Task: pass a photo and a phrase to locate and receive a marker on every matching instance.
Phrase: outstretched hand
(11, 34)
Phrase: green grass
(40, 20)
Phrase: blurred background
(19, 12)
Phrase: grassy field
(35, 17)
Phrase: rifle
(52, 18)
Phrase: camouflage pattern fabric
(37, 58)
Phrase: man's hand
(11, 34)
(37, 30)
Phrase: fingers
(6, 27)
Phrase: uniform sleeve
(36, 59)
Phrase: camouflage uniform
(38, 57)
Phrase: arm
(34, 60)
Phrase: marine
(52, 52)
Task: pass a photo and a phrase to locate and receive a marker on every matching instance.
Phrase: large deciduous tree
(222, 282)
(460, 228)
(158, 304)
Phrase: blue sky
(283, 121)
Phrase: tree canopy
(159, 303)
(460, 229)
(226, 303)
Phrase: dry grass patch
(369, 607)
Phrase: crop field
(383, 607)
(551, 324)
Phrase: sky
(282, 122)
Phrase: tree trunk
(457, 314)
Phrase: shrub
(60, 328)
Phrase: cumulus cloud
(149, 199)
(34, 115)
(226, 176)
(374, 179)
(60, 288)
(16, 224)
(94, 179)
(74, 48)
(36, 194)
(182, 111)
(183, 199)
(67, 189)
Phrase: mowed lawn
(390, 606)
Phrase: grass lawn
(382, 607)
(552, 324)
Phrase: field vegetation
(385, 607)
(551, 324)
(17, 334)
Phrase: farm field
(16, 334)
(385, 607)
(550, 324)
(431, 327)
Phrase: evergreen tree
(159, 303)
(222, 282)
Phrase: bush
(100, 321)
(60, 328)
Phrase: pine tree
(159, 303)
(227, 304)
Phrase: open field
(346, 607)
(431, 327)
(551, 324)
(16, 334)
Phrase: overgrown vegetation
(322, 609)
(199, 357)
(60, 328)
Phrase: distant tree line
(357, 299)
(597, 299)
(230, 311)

★ ★ ★

*ASSIGNMENT:* Reproduce the entire listing. Keep every word as it is.

*TASK RESPONSE:*
Task: pass a photo and a phrase to locate and receive a marker on every matching instance.
Phrase: outstretched hand
(11, 34)
Phrase: green grass
(40, 20)
Phrase: blurred background
(19, 12)
Phrase: grassy field
(35, 17)
Phrase: rifle
(52, 18)
Phrase: camouflage pattern fabric
(37, 58)
Phrase: man's hand
(11, 34)
(37, 30)
Phrase: fingers
(6, 27)
Phrase: uniform sleeve
(36, 59)
Phrase: camouflage uniform
(38, 57)
Phrase: arm
(34, 60)
Phrase: marine
(52, 52)
Task: pass a photo and a phrase to locate and receive a marker on every matching instance.
Phrase: large deciduous tree
(222, 282)
(460, 228)
(158, 304)
Phrase: blue sky
(283, 121)
Phrase: tree canopy
(159, 303)
(460, 229)
(226, 303)
Phrase: dry grass patch
(369, 607)
Phrase: crop field
(383, 607)
(551, 324)
Phrase: sky
(282, 122)
Phrase: tree trunk
(457, 314)
Phrase: shrub
(60, 328)
Phrase: cumulus cloud
(149, 199)
(34, 115)
(226, 176)
(374, 179)
(60, 288)
(16, 224)
(94, 179)
(74, 48)
(36, 194)
(182, 111)
(183, 199)
(67, 189)
Phrase: mowed lawn
(390, 606)
Phrase: grass lawn
(382, 607)
(552, 324)
Phrase: field vegetation
(385, 607)
(551, 324)
(17, 334)
Phrase: farm field
(16, 334)
(385, 607)
(550, 324)
(431, 327)
Phrase: evergreen tree
(159, 303)
(222, 282)
Phrase: bush
(100, 321)
(60, 328)
Phrase: pine tree
(159, 303)
(227, 304)
Phrase: open field
(346, 607)
(431, 327)
(551, 324)
(16, 334)
Phrase: overgrown vegetation
(322, 609)
(199, 357)
(60, 328)
Phrase: distant tree line
(357, 299)
(597, 299)
(230, 311)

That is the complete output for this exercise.